* _PROBLEM TO SOLVE_: Once you have read the entries, copy all of them exactly.

---------- DATA ----------

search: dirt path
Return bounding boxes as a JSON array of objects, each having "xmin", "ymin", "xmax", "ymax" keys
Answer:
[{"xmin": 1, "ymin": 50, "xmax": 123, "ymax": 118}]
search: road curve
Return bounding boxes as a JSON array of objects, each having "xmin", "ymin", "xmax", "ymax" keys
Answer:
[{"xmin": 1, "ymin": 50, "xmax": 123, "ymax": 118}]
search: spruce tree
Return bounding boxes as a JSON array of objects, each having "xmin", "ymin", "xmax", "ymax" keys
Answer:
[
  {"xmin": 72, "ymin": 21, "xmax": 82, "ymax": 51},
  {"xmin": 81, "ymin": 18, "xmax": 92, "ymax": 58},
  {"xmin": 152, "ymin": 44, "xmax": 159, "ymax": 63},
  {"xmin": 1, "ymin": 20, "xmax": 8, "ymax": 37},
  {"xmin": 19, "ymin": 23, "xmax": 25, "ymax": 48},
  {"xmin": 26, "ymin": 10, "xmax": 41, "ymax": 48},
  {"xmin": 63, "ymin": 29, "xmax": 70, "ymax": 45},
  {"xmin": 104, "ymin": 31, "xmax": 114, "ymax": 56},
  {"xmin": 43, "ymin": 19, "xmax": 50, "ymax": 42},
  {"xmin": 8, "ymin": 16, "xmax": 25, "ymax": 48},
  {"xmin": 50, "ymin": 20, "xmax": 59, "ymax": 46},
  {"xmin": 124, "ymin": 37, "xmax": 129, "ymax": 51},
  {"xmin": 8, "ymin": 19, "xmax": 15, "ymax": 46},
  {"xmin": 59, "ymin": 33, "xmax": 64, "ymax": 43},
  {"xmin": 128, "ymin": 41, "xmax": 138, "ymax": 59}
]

----------

* _SOLUTION TO THE PROBLEM_:
search: dirt path
Return bounding boxes as a JSON array of objects, each having "xmin", "ymin", "xmax", "ymax" keys
Answer:
[{"xmin": 1, "ymin": 50, "xmax": 123, "ymax": 118}]
search: road curve
Return bounding boxes as a JSON array of objects, each having "xmin", "ymin", "xmax", "ymax" keys
Answer:
[{"xmin": 1, "ymin": 50, "xmax": 123, "ymax": 118}]
search: spruce tree
Return bounding boxes as a JSON array of objects, each having "xmin", "ymin", "xmax", "ymax" keys
Answer:
[
  {"xmin": 72, "ymin": 21, "xmax": 82, "ymax": 51},
  {"xmin": 81, "ymin": 18, "xmax": 92, "ymax": 58},
  {"xmin": 152, "ymin": 44, "xmax": 159, "ymax": 63},
  {"xmin": 1, "ymin": 20, "xmax": 8, "ymax": 37},
  {"xmin": 19, "ymin": 23, "xmax": 25, "ymax": 48},
  {"xmin": 26, "ymin": 10, "xmax": 41, "ymax": 48},
  {"xmin": 63, "ymin": 29, "xmax": 70, "ymax": 45},
  {"xmin": 104, "ymin": 31, "xmax": 114, "ymax": 56},
  {"xmin": 43, "ymin": 19, "xmax": 50, "ymax": 42},
  {"xmin": 8, "ymin": 16, "xmax": 25, "ymax": 48},
  {"xmin": 50, "ymin": 20, "xmax": 59, "ymax": 46},
  {"xmin": 124, "ymin": 37, "xmax": 129, "ymax": 51},
  {"xmin": 8, "ymin": 19, "xmax": 15, "ymax": 46},
  {"xmin": 59, "ymin": 33, "xmax": 64, "ymax": 43},
  {"xmin": 128, "ymin": 41, "xmax": 138, "ymax": 59}
]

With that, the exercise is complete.